» Set exercise
Rewrite the material from the line containing "encloses the vehicle" through the end of the material, changing "handrail" to "guardrail" and keeping everything else the same.

» Entries from a dataset
_____

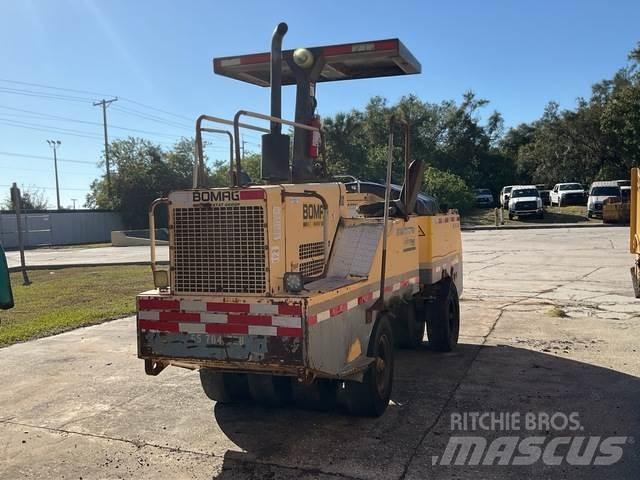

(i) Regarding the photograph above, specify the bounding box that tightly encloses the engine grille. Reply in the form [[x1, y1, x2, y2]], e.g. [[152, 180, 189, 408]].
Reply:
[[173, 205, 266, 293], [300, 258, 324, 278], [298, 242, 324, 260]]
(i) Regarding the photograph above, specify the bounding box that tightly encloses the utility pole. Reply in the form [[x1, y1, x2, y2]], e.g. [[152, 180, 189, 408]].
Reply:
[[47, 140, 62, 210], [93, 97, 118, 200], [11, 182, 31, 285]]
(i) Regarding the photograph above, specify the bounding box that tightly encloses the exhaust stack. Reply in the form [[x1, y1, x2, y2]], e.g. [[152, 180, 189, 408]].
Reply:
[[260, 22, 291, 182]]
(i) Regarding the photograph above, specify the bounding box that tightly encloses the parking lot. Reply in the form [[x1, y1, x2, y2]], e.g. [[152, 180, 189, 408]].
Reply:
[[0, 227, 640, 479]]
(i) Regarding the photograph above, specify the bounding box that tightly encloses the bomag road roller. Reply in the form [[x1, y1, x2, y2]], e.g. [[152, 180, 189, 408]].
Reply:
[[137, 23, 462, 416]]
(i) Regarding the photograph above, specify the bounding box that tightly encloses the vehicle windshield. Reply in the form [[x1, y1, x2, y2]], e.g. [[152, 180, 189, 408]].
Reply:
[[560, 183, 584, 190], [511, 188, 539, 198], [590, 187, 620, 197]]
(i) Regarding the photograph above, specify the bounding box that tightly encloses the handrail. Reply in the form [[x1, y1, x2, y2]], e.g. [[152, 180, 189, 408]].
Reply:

_____

» Reply
(i) Regarding the photograph above, specify the bounding box that tightly encloses the vehicle windshield. Reply in the form [[x1, y1, x2, y2]], e.g. [[152, 180, 189, 408]].
Reply:
[[560, 183, 584, 190], [511, 188, 539, 198], [590, 187, 620, 197]]
(i) Regarding the photograph above, specify the bounding box that tightly encloses the guardrail. Reply in the form [[x1, y1, x2, y2]], e.g. [[152, 180, 189, 408]].
Reply:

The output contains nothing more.